EXERCISE REQUIREMENTS – Update the entries from the line containing "Expected: for every instance of the bright" through the end of the entries by changing "grape cluster" to "bunch of grapes", then write out only those lines with nothing else altered.

Location labeling entries:
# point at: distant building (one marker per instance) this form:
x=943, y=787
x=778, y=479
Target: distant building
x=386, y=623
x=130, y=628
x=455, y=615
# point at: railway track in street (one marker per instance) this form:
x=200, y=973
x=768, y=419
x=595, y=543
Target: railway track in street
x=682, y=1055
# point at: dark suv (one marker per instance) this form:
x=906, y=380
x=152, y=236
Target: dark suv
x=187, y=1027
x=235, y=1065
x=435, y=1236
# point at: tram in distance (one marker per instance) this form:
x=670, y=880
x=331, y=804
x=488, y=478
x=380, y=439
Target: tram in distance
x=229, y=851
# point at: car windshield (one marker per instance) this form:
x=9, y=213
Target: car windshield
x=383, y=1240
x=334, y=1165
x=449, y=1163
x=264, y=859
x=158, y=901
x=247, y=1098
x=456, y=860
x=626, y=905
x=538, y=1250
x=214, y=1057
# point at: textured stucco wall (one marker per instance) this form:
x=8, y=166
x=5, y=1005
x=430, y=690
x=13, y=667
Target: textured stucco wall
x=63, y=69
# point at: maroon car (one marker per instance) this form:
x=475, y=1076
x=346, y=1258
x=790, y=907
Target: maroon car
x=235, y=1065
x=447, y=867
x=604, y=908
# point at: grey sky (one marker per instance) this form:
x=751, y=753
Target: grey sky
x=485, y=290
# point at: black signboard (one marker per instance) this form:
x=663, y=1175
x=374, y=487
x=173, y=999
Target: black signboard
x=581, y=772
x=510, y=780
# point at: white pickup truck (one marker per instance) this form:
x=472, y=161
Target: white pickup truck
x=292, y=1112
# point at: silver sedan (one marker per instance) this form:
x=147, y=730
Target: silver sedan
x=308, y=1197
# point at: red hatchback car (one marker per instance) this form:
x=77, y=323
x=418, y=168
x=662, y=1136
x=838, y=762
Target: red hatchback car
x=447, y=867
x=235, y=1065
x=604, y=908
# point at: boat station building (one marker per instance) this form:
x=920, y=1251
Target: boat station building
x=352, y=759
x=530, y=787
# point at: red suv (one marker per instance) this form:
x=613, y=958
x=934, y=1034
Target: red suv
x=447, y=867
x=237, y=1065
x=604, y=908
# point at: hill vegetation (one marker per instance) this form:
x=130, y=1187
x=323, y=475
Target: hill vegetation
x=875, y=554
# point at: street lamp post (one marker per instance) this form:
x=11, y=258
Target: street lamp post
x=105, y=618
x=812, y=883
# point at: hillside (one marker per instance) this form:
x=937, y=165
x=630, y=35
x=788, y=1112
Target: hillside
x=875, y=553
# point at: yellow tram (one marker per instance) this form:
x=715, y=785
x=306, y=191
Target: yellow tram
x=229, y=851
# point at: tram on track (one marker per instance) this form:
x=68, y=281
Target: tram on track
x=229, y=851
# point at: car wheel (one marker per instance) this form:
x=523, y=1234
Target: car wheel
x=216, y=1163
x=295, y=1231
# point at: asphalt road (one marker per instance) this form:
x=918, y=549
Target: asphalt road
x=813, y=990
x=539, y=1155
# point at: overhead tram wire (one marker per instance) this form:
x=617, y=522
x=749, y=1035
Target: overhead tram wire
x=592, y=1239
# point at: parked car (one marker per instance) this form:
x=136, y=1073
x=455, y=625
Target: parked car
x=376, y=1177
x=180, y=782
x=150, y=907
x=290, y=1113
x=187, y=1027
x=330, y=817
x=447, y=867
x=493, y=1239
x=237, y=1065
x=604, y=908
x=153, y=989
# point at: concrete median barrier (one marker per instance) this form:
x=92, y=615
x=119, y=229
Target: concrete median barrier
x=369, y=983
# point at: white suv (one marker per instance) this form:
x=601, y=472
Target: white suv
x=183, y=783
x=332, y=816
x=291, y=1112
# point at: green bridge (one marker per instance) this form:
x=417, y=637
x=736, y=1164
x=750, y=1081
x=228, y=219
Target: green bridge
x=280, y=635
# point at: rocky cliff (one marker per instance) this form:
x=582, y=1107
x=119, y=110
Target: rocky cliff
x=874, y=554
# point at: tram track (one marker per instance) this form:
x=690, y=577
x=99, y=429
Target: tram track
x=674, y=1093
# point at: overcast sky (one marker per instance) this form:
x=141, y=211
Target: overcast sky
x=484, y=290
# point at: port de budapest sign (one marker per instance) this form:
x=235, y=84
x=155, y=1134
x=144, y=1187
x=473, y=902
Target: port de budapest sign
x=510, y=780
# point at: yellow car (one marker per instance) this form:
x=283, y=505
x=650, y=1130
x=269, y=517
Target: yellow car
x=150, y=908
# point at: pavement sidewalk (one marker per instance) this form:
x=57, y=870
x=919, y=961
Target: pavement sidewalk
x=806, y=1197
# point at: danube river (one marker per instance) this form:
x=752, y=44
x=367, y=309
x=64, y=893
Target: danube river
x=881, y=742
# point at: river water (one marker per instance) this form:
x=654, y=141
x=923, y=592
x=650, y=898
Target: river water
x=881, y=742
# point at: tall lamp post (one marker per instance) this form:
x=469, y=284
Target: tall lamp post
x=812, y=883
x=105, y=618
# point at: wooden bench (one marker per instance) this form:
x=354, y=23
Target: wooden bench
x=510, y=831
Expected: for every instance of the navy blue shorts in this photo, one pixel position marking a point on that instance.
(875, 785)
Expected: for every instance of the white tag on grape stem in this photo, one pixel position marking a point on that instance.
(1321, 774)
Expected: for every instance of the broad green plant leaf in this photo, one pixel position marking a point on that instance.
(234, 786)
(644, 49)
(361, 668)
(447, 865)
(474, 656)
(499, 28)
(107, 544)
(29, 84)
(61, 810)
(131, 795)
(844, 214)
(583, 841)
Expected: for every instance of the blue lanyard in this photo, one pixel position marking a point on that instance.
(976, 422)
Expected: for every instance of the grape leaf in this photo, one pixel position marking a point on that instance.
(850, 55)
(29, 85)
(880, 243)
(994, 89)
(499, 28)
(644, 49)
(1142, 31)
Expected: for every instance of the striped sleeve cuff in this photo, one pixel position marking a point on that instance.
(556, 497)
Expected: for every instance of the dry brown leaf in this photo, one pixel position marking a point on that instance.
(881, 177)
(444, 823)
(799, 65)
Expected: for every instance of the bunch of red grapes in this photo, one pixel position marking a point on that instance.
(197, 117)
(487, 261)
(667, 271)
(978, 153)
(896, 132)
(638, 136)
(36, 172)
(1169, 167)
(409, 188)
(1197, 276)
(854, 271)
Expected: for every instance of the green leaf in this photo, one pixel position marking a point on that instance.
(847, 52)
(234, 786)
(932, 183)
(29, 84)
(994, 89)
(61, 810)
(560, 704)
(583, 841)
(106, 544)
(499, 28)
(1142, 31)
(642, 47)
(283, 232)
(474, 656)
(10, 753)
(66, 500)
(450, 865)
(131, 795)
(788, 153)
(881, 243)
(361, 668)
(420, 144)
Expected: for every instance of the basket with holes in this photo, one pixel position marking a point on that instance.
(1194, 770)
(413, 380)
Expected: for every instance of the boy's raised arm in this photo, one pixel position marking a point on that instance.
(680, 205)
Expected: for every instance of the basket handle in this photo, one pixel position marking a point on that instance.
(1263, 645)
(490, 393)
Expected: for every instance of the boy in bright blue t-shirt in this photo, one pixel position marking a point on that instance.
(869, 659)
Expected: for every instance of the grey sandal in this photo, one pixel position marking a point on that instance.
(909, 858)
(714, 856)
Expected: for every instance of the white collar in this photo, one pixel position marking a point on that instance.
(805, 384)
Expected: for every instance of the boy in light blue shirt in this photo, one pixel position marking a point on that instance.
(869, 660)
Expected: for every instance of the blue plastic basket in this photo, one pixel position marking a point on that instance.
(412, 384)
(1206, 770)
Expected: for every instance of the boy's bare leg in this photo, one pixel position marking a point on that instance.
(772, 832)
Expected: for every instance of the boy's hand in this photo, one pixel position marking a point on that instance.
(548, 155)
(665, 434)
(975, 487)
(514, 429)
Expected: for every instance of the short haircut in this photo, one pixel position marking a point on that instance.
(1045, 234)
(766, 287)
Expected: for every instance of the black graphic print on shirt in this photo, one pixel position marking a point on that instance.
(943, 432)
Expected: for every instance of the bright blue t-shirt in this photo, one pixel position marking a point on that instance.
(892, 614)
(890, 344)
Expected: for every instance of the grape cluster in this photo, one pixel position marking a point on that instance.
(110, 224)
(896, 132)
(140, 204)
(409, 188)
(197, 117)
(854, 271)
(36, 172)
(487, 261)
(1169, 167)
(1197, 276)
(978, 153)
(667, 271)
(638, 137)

OUTPUT BELOW –
Expected: for every instance of the bright blue t-shirt in this photo, one pixel position marking a point on that instance.
(892, 614)
(890, 344)
Expected: for every instance of the bunch of grapes in this photo, one pixel position marking a point on that instance.
(110, 224)
(896, 132)
(140, 204)
(409, 188)
(197, 117)
(854, 271)
(36, 172)
(487, 261)
(1169, 167)
(1197, 276)
(978, 153)
(667, 271)
(638, 137)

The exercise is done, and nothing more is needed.